Excerpt to read:
The antioxidant effects of bilirubin in Parkinson’s disease (PD) have recently gained much attention from the research community. However, results from these studies have been conflicting. This meta-analysis is conducted to assess the relationship between the serum bilirubin concentration and the risk of PD.
Two reviewers performed a systematic literature search across five databases (MEDLINE, PubMed, EMBASE, Web of Science, and Cochrane Central Register of Controlled Trials). The case-control studies regarding bilirubin levels in PD patients published up to April 2020 were included. These studies were subjected to rigorous scrutiny and data extraction to determine the standard mean difference (SMD) and the 95% confidence interval (CI), which were analyzed using the Stata V.12.0 statistical software.
A total of eight studies which included 1463 PD cases and 1490 controls were incorporated into our meta-analysis. SMD analysis showed that there was a higher total bilirubin (TBIL) and direct bilirubin (DBIL) levels in PD patients compared with controls (for TBIL, SMD: 0.300, 95% CI: 0.050-0.549, P = 0.018; for DBIL, SMD: 0.395, 95% CI: 0.102-0.688, P = 0.008). However, no significant relationship was found between the serum indirect bilirubin and PD patients (SMD: -0.223, 95% CI: -0.952-0.505, P = 0.548). A subgroup analysis based on ethnicity indicated that the serum TBIL was higher in PD patients of Caucasian descent in contrast to matched healthy controls (SMD: 0.511, 95% CI: 0.324-0.698, P = 0.000, I2 = 58.0%).
Higher serum bilirubin levels in PD patients suggest that bilirubin might play a role in the pathogenesis of PD and have the potential to be utilized as a biochemical marker for PD diagnosis and treatment.

Material provided:
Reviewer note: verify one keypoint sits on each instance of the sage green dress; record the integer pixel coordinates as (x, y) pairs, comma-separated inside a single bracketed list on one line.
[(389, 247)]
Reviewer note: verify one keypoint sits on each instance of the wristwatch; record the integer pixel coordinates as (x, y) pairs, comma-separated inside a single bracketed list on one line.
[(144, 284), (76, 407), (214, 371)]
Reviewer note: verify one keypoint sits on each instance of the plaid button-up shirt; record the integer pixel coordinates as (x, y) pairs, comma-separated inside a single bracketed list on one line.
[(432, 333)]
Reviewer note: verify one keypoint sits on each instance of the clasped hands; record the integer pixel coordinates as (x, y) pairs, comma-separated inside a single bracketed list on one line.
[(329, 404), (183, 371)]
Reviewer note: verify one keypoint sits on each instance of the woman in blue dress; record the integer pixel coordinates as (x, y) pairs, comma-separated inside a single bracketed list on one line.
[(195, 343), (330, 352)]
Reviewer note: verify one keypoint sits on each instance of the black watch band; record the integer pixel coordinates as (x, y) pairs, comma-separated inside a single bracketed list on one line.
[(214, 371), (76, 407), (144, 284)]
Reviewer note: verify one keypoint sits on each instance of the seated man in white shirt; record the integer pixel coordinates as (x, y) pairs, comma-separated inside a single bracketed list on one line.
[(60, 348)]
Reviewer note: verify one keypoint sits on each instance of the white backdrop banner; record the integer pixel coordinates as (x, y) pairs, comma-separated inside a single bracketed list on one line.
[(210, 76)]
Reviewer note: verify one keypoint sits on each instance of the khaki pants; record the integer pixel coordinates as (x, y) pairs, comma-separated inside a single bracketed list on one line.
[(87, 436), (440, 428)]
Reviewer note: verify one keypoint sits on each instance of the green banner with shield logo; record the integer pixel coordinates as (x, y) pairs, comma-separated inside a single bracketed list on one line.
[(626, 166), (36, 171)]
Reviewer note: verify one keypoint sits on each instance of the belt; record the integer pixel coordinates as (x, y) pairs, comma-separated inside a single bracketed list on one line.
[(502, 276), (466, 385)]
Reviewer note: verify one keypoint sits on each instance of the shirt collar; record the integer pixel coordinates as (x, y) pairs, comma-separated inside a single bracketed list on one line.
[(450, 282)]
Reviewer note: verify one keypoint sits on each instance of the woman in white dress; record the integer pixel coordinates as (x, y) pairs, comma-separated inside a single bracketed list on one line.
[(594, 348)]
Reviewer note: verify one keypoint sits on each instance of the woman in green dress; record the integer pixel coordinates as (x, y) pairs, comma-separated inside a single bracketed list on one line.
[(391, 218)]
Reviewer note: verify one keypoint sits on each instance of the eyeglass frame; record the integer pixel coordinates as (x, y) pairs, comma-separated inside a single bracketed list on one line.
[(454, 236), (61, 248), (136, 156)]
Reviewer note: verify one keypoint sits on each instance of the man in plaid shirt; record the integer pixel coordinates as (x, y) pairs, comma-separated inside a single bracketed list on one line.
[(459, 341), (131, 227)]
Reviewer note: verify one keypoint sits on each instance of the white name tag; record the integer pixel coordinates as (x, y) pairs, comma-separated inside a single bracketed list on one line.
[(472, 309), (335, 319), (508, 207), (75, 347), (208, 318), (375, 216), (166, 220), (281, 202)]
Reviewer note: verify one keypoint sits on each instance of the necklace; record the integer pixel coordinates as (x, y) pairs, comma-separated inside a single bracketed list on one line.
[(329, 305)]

What this exercise asks:
(A) Reproduce the bilirubin abstract from "A total of eight" to "0.324-0.698, P = 0.000, I2 = 58.0%).".
(B) According to the bilirubin abstract, is each of these statements true? (i) The literature search covered five databases. (ii) Serum indirect bilirubin was significantly higher in PD patients than in controls. (iii) The included studies were published up to April 2021. Answer yes or no for each, and quote the words that decide it.

Your written answers:
(A)
A total of eight studies which included 1463 PD cases and 1490 controls were incorporated into our meta-analysis. SMD analysis showed that there was a higher total bilirubin (TBIL) and direct bilirubin (DBIL) levels in PD patients compared with controls (for TBIL, SMD: 0.300, 95% CI: 0.050-0.549, P = 0.018; for DBIL, SMD: 0.395, 95% CI: 0.102-0.688, P = 0.008). However, no significant relationship was found between the serum indirect bilirubin and PD patients (SMD: -0.223, 95% CI: -0.952-0.505, P = 0.548). A subgroup analysis based on ethnicity indicated that the serum TBIL was higher in PD patients of Caucasian descent in contrast to matched healthy controls (SMD: 0.511, 95% CI: 0.324-0.698, P = 0.000, I2 = 58.0%).

(B)
(i) Yes: "Two reviewers performed a systematic literature search across five databases"
(ii) No: "no significant relationship was found between the serum indirect bilirubin and PD patients"
(iii) No: "published up to April 2020"